AIM OF THE EXERCISE — Decide whether each statement agrees with the excerpt below about the power of cars on city streets, and answer yes or no with the deciding words quoted from it. 1. The writer is a longtime reader of Bike Snob. 2. The writer says responsibility is more often critically applied to pedestrian and cyclist victims than to the people controlling the vehicles that killed them. 3. The writer has read the book from the mother-in-law.

==== EXCERPT TO READ ====

The Scaly Scales of Justice »

Sure, cyclists should ride intelligently, but having respect for the power of a car is the driver’s job. If they lack that respect then the car should be taken from them.

Being only as interested in the taxonomy of American cycling subcultures as I am in baseball statistics, I have never been a Bike Snob reader. (And sorry, mom in law, I haven’t read that book you gave me.) But as Brooklyn Spoke pointed out, this is a righteous post.

The “power” that Snob is talking about is at the crux of everything that happens on our streets, from the subculture of masochistic cycling to the grateful nod that pedestrians give to motorists for being allowed to enjoy their lawful right of way.

In our society’s submission to this power, we’ve even corrupted the principle of responsibility such that it is far more often critically applied to pedestrian and cyclist victims than the people controlling the powerful vehicles that killed them. In the not-so-old days this social norm meant the very opposite: an obligation of those with power to use it with honor, respect, and care.

==== ENTRIES ====

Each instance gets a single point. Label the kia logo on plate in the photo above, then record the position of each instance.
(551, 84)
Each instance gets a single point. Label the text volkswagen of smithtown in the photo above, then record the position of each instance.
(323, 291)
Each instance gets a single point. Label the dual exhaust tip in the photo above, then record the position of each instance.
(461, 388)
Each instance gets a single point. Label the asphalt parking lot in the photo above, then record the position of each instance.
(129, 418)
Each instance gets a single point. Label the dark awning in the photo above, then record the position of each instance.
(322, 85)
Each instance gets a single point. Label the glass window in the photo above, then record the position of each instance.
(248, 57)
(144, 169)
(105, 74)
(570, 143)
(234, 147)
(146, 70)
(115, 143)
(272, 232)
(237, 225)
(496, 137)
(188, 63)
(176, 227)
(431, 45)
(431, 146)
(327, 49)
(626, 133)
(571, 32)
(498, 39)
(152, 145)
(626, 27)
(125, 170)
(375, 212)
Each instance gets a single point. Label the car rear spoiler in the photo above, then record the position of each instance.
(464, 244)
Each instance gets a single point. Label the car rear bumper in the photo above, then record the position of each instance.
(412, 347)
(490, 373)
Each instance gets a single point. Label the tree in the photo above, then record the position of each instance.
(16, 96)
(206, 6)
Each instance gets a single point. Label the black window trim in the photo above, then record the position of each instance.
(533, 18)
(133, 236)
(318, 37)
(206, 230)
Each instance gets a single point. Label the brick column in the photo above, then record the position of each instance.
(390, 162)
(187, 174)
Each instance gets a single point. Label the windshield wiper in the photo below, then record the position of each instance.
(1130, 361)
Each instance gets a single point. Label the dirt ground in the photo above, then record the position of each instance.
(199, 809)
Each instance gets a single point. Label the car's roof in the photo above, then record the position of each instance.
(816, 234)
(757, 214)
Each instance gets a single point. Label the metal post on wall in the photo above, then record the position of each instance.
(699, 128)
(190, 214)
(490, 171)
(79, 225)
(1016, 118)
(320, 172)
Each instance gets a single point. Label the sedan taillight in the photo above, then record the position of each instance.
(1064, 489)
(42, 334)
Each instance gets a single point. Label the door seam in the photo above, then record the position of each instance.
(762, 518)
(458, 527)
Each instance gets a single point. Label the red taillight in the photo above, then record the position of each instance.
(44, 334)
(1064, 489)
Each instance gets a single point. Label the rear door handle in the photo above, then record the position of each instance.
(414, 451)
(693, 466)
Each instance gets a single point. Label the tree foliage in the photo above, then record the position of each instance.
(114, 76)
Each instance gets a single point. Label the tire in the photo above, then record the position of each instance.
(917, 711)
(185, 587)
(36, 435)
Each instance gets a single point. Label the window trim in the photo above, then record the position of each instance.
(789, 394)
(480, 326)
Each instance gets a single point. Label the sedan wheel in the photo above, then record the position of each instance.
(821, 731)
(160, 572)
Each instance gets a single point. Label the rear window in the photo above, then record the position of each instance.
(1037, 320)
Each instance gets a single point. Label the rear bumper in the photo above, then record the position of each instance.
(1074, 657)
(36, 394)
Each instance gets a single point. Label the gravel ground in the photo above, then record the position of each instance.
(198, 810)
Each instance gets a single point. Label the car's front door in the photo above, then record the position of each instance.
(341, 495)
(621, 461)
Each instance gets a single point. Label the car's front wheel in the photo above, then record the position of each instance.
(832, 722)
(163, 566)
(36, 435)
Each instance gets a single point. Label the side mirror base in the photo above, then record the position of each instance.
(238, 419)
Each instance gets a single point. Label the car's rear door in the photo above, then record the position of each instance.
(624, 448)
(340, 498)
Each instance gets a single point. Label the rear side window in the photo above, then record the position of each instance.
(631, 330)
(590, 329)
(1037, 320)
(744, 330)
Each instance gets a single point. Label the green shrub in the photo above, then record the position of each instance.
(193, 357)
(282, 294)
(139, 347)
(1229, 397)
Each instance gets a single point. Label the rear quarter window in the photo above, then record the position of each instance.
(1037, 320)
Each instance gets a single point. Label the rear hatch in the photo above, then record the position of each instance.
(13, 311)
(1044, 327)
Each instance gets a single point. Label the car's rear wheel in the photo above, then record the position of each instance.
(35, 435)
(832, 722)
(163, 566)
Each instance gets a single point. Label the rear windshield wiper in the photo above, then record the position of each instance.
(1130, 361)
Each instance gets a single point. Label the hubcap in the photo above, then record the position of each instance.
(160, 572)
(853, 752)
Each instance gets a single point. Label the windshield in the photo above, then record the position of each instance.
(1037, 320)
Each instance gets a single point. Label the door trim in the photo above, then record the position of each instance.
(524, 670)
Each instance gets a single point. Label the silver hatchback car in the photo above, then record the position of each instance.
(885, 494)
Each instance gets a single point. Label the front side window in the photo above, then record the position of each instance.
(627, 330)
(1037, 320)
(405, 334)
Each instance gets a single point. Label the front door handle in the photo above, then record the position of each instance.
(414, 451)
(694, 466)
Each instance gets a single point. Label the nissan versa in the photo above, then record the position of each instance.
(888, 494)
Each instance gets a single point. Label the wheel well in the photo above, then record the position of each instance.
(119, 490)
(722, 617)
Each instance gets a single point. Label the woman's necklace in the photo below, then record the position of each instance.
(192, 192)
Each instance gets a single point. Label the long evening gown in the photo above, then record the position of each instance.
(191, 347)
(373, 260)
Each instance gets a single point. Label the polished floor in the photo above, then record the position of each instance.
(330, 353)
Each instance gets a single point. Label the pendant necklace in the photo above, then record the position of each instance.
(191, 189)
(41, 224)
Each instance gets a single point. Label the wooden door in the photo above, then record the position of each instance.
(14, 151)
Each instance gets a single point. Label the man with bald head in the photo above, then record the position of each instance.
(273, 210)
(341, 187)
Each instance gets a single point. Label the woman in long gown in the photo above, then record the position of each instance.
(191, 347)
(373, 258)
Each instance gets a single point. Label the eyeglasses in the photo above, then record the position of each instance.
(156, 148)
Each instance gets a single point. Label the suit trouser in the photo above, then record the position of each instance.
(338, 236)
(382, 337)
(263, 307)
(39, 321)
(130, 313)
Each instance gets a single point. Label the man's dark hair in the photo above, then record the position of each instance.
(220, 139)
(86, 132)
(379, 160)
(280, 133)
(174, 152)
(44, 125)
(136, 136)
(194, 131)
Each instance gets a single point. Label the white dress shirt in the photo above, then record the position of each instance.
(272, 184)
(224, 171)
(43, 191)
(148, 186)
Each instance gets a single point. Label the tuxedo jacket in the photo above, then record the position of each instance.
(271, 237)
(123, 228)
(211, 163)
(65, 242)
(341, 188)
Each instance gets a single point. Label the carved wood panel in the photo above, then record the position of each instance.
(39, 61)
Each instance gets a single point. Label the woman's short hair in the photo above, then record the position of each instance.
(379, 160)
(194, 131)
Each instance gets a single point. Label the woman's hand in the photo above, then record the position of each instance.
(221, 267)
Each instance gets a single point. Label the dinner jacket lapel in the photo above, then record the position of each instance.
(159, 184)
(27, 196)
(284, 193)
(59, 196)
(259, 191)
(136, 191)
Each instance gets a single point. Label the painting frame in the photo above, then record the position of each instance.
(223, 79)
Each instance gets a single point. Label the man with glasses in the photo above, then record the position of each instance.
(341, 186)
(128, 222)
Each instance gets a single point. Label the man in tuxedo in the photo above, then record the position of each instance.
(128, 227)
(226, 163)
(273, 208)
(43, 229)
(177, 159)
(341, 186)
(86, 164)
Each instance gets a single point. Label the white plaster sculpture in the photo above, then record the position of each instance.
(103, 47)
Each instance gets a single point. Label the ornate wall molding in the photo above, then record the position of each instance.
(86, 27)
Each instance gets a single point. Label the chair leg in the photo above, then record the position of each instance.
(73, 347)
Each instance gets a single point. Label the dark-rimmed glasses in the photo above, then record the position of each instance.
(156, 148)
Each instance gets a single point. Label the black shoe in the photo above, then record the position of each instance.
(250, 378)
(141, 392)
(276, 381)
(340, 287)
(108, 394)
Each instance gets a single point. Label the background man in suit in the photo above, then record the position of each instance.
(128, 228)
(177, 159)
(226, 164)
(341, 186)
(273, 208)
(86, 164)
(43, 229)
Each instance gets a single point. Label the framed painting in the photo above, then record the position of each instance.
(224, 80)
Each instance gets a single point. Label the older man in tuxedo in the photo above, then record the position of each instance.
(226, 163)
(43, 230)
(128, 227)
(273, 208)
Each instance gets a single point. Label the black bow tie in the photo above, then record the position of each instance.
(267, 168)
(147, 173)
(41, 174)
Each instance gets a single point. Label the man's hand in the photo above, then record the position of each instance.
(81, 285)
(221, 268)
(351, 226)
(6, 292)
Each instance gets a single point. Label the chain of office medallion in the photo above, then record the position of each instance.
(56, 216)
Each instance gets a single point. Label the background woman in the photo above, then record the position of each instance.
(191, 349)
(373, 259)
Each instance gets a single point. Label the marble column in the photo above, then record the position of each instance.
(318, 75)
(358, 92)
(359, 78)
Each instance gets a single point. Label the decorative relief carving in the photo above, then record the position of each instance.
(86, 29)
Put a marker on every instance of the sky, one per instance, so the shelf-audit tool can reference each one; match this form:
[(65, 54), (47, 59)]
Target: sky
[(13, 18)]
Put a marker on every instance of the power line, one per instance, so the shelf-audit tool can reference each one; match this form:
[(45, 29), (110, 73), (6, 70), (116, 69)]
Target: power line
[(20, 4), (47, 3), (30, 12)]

====

WRITTEN SOLUTION —
1. No: "I have never been a Bike Snob reader."
2. Yes: "it is far more often critically applied to pedestrian and cyclist victims than the people controlling the powerful vehicles that killed them"
3. No: "I haven’t read that book you gave me."